Dataset records
====
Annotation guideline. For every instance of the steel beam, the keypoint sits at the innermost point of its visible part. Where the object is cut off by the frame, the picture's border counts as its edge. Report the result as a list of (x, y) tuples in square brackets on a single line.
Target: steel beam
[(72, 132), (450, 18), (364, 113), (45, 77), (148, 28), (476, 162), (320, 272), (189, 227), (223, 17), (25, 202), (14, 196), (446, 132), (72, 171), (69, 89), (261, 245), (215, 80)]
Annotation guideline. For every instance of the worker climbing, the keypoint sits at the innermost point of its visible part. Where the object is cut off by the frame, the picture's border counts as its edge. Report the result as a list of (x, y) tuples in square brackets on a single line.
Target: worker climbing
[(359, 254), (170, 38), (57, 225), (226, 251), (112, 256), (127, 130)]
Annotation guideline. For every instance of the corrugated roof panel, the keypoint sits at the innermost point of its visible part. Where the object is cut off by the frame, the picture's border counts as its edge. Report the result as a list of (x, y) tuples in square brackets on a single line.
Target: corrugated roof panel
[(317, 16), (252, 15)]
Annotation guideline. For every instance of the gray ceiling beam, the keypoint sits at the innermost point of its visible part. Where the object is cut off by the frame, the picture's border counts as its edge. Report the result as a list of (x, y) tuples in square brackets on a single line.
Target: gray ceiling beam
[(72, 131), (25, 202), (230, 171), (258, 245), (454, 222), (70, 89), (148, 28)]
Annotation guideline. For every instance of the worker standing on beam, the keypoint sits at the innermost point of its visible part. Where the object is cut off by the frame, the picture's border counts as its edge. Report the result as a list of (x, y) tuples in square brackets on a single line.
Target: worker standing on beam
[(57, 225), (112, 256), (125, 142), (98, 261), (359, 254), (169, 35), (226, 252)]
====
■ **About this exercise**
Set down only the lines running from the line with "Annotation guideline. For every instance of the worker standing" to the end of the entries above, both included, exactly as they stand.

■ **Output below**
Annotation guideline. For every instance of the worker standing on beam, the keypoint sits at the innermost point of its visible part. Where the object is cut off by the frame, the picture's border counts as its edge. Report the result as a list of (x, y) tuples in square brackets on a single line.
Target: worker standing on beam
[(57, 225), (112, 256), (125, 142), (98, 261), (359, 254), (169, 35), (226, 252)]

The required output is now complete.